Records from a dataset
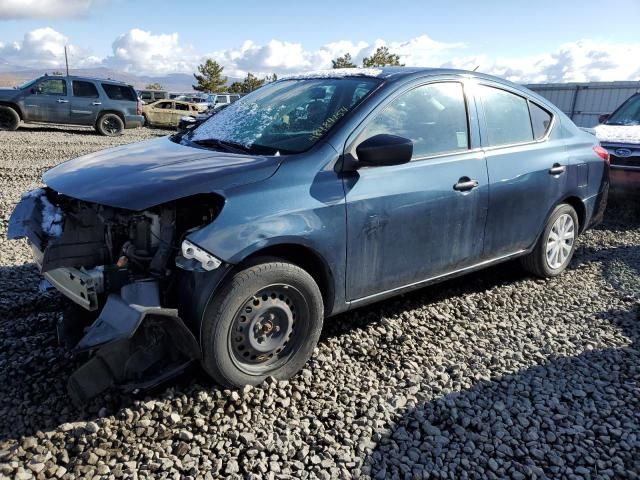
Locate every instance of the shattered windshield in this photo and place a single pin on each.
(627, 114)
(27, 84)
(287, 116)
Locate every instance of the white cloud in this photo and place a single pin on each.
(11, 9)
(44, 47)
(286, 57)
(139, 51)
(143, 52)
(581, 61)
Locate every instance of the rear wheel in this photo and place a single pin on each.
(556, 245)
(9, 118)
(110, 125)
(265, 321)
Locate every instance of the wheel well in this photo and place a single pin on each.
(307, 259)
(578, 206)
(103, 112)
(14, 106)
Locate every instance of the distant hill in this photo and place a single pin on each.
(10, 75)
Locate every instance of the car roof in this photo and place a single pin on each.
(395, 73)
(91, 79)
(398, 74)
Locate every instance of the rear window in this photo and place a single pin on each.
(84, 89)
(540, 120)
(119, 92)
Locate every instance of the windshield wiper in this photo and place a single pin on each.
(223, 144)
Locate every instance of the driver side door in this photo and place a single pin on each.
(409, 223)
(48, 101)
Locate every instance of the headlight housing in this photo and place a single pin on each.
(207, 261)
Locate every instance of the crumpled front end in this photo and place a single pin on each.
(121, 265)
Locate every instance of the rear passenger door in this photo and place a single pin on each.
(527, 164)
(48, 101)
(85, 103)
(161, 112)
(412, 222)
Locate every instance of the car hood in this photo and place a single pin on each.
(149, 173)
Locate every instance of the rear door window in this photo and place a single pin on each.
(506, 116)
(84, 89)
(540, 120)
(119, 92)
(52, 86)
(433, 116)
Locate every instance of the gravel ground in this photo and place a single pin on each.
(494, 375)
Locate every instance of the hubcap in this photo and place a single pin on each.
(560, 241)
(110, 125)
(264, 332)
(5, 120)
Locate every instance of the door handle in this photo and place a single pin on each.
(465, 184)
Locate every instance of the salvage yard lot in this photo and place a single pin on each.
(491, 375)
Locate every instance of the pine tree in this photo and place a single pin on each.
(382, 58)
(153, 86)
(210, 79)
(343, 62)
(249, 84)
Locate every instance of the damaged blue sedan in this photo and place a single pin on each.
(230, 243)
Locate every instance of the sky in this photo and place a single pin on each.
(524, 41)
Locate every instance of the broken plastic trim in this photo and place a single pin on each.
(137, 344)
(191, 251)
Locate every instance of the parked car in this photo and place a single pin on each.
(107, 105)
(231, 243)
(150, 96)
(619, 133)
(201, 101)
(188, 121)
(167, 113)
(222, 99)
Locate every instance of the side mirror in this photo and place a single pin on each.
(383, 150)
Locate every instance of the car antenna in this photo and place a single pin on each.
(66, 60)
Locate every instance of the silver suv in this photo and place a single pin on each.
(107, 105)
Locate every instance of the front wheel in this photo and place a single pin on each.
(265, 321)
(9, 118)
(110, 125)
(556, 245)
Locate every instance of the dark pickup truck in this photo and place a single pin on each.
(107, 105)
(619, 133)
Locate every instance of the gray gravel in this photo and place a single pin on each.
(494, 375)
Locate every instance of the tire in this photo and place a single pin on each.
(265, 321)
(538, 262)
(9, 118)
(110, 125)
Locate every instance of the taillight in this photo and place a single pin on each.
(601, 152)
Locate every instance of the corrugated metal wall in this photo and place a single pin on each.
(585, 102)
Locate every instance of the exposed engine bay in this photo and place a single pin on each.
(121, 265)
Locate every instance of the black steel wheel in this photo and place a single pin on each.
(110, 125)
(265, 321)
(9, 118)
(264, 329)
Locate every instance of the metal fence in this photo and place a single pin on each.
(585, 102)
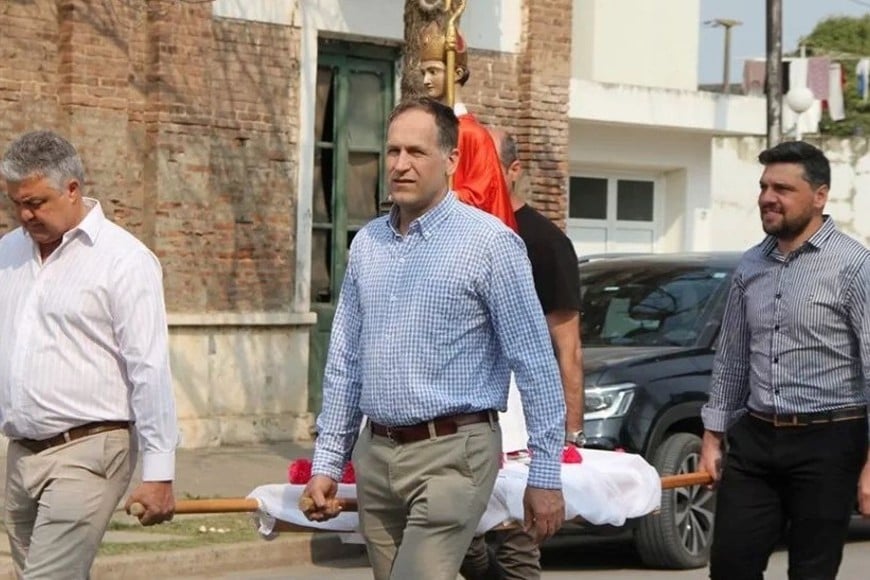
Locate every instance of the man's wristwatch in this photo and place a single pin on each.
(576, 438)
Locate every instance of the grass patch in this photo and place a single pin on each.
(238, 528)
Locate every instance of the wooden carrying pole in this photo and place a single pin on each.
(237, 505)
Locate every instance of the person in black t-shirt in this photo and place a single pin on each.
(512, 553)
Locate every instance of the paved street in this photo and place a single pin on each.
(611, 558)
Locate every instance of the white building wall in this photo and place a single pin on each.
(486, 24)
(735, 174)
(679, 160)
(650, 43)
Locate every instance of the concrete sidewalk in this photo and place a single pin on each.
(210, 473)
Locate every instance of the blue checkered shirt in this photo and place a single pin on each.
(431, 324)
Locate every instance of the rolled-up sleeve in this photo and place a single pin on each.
(139, 318)
(730, 382)
(339, 421)
(859, 320)
(522, 331)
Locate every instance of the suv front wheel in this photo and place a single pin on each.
(679, 534)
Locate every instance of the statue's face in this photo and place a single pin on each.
(434, 77)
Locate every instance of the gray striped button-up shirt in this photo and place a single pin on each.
(796, 333)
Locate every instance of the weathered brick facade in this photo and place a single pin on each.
(189, 128)
(187, 125)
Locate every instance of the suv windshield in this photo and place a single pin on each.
(643, 304)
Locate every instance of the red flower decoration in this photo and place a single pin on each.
(571, 454)
(299, 471)
(349, 475)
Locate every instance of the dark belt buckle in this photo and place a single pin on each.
(792, 421)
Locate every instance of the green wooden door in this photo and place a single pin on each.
(354, 99)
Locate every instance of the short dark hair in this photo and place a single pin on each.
(817, 168)
(507, 150)
(445, 119)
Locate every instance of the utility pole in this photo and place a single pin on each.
(727, 24)
(774, 72)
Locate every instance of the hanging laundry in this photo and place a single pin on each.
(862, 74)
(754, 73)
(818, 78)
(836, 106)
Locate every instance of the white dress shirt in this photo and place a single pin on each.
(83, 338)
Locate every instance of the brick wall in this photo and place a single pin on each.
(544, 79)
(187, 126)
(527, 94)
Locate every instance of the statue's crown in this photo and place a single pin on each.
(433, 45)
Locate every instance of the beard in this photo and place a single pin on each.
(785, 227)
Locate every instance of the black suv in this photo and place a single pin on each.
(649, 324)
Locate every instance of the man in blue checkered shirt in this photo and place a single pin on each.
(437, 308)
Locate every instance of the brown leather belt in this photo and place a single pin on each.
(440, 426)
(804, 419)
(86, 430)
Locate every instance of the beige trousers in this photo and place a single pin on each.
(59, 502)
(420, 502)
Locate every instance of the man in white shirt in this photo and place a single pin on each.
(84, 366)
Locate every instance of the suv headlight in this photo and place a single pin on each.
(608, 402)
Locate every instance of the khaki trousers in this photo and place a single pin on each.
(420, 502)
(59, 502)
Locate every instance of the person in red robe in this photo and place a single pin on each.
(478, 180)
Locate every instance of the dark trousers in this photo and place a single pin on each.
(793, 483)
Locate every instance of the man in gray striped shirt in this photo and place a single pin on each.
(790, 382)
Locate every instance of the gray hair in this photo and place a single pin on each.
(42, 154)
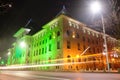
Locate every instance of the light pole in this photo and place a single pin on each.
(96, 7)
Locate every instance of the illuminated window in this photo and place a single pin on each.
(68, 32)
(50, 37)
(42, 50)
(77, 35)
(58, 45)
(58, 33)
(84, 31)
(83, 38)
(78, 46)
(68, 45)
(88, 40)
(70, 24)
(68, 58)
(84, 47)
(88, 32)
(49, 47)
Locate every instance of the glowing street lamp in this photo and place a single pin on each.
(96, 8)
(23, 44)
(9, 53)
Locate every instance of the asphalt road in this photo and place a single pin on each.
(38, 75)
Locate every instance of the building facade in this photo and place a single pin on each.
(63, 44)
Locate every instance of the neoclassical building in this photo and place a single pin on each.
(63, 44)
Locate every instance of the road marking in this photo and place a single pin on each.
(34, 76)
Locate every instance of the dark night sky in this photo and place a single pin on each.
(41, 12)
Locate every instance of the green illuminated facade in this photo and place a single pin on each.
(62, 40)
(40, 48)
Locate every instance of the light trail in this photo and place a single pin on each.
(43, 65)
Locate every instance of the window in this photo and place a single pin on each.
(50, 37)
(70, 24)
(78, 46)
(58, 33)
(68, 32)
(77, 35)
(58, 45)
(68, 45)
(49, 47)
(68, 58)
(42, 50)
(83, 38)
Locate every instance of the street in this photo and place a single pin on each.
(38, 75)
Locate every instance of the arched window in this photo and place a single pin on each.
(58, 33)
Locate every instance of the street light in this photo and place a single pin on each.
(96, 7)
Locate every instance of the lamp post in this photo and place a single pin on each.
(96, 7)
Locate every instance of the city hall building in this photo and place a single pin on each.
(63, 44)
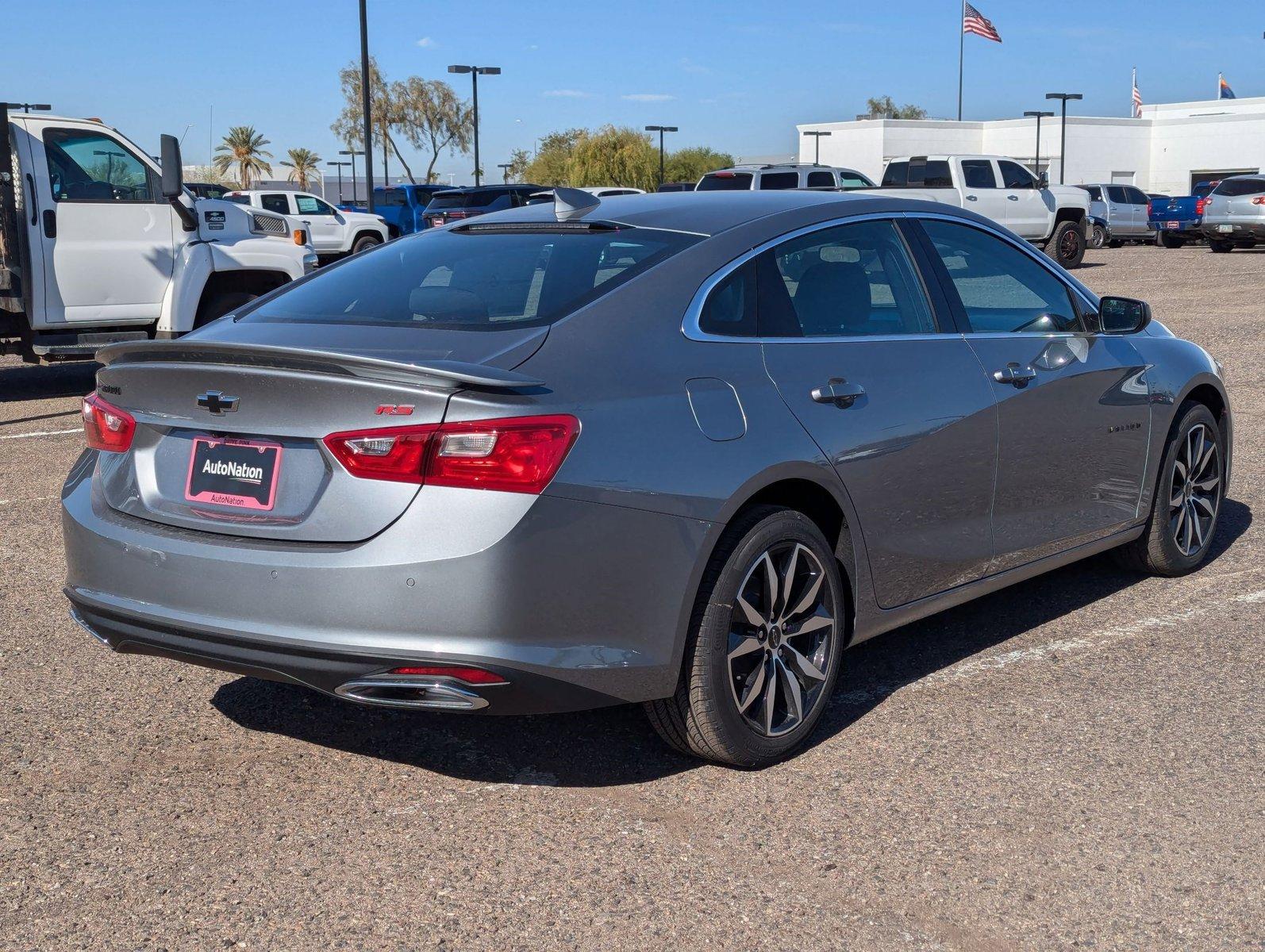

[Problem statement] Copy out each line of the records above that contains the word "gray".

[The result]
Locate every instance of the gray gravel in this photo and place a single pin on each.
Locate every instance of the gray striped button-up shirt in this photo and place a single pin on each.
Locate every instance of the man in gray striped shirt in this photo and place a single pin on each.
Locate every instance of the gray hair in this photo and place a single pin on each.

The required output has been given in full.